**Excerpt:**

***

The Valenzuela Gateway Complex, also known as the Valenzuela Gateway Complex Terminal and Valenzuela Gateway Complex (VGC) Central Integrated Terminal is an inter-regional intermodal transit hub in Valenzuela, Metro Manila, the Philippines. It is planned to be one of three provincial bus stations serving Metro Manila and the principal terminal for province-bound and incoming buses from Central and Northern Luzon regions.

Location

The Valenzuela Gateway Complex Terminal is located on a  site in Paso de Blas, east-central Valenzuela. It is situated alongside East Service Road of the North Luzon Expressway at its junction with Paso de Blas Road at the Paso de Blas (Valenzuela City) Interchange and opposite Puregold Paso de Blas. Nearby landmarks include the Malinta Market and the  former Plastic City manufacturing estate being redeveloped by Ayala Land into a mixed-use urban complex.

***

**Rows taken from a pointing dataset:**
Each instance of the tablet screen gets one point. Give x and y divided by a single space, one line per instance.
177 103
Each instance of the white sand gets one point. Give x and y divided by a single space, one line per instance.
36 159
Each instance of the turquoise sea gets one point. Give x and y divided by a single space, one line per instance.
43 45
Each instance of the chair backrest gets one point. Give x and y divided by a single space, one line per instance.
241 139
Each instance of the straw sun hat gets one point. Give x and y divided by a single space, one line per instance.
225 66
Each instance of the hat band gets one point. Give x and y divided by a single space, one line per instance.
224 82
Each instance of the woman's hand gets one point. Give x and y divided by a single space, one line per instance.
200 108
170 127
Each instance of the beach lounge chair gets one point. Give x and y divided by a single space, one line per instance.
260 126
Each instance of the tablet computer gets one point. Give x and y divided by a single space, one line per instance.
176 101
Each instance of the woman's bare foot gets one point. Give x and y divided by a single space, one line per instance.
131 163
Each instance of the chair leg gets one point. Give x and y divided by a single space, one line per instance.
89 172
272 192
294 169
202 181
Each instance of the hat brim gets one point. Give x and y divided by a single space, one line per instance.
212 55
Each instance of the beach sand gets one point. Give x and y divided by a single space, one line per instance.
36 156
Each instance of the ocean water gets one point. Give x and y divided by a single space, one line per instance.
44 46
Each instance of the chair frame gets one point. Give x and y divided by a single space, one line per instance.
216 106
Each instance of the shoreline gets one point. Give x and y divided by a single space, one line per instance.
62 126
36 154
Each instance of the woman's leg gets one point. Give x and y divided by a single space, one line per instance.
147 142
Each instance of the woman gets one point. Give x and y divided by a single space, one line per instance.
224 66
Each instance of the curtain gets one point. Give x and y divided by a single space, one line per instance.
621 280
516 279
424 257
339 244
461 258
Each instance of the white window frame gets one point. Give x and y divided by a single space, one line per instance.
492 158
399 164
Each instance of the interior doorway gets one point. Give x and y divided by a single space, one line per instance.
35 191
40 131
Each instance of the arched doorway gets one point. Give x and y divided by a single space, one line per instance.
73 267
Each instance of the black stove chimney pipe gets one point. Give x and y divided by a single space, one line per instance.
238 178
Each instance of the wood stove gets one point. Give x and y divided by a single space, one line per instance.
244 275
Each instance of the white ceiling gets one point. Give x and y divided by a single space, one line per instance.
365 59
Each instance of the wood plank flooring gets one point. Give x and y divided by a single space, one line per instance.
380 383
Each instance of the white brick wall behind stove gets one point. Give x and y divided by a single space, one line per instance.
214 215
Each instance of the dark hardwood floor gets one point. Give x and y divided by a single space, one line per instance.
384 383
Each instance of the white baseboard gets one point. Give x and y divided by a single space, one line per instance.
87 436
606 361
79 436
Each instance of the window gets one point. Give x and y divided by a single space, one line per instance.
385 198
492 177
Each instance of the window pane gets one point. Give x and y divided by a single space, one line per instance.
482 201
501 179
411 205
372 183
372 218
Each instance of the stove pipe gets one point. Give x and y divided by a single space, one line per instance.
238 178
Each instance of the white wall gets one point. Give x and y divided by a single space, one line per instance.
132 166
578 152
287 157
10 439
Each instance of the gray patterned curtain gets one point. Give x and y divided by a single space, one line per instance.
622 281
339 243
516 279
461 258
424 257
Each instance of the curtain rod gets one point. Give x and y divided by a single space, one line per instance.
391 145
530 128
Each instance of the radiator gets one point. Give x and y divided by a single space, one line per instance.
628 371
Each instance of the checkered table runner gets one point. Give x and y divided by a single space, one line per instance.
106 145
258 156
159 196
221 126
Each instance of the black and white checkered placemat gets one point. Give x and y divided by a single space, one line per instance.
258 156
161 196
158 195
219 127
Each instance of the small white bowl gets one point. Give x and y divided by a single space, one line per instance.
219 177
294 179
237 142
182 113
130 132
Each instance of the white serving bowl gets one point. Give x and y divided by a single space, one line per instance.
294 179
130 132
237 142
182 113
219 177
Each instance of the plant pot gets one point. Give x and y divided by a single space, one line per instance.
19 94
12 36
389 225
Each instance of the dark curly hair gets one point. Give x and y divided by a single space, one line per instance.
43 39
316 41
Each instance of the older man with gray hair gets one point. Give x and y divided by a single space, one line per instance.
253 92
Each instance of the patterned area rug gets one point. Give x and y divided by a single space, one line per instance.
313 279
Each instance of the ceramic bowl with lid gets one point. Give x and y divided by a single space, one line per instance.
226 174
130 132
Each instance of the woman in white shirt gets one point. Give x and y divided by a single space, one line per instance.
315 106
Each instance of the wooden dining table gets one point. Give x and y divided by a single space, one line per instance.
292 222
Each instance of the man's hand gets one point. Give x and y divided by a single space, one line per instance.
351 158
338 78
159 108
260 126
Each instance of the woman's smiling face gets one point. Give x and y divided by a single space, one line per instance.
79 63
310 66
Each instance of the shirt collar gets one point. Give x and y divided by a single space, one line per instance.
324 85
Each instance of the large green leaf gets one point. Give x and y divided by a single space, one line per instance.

***

**Directives:**
1) Filter the rows and copy out each line that contains the word "woman".
2) Please carry on the passage about the Valenzuela Gateway Complex from its last sentence.

**The answers:**
1)
Each instance of the woman's hand gets one point. Give x and y divided by a single space, one line per instance.
Each instance of the woman's bare foot gets one point. Give x and y divided by a single space, one line per instance.
Each instance of the woman's leg gets one point. Give x and y divided by a single space, one line per instance.
Each instance of the woman gets one point. Give x and y divided by a single space, one line per instance.
Each instance of the woman in white shirt gets one point. Give x and y divided by a single space, one line per instance.
Each instance of the woman's smiling face gets one point. Give x and y divided by a single space, one line per instance.

2)
History
The Valenzuela terminal started its interim operation on August 15, 2018. A provincial bus ban on EDSA was announced earlier in the month with the Metropolitan Manila Development Authority (MMDA) announcing that nine bus companies serving the provinces of Bataan, Bulacan, Pampanga, Zambales, Pangasinan, Baguio, Ilocos Sur and Cagayan Valley and 1,954 buses would be accommodated at the new terminal. The terminal is part of a traffic reduction plan by MMDA that aims to free up the busy highway of some 2,276 northbound provincial buses. The plan also includes building two other provincial bus terminals in the south of the region for southbound provincial buses and the eventual closure of all 46 bus terminals on EDSA.

The ban on provincial buses along EDSA was deferred until the completion of certain facilities and infrastructure at the Valenzuela terminal. The House of Representatives of the Philippines also expressed its concern over the designation of the Valenzuela terminal as Metro Manila's northern terminal citing its limited space, lack of infrastructure, and narrow streets, among others.

In March 2019, the MMDA announced the relocation of all provincial bus operators to the three designated provincial bus terminals including Valenzuela, and the permanent closure of all EDSA bus terminals starting June 2019.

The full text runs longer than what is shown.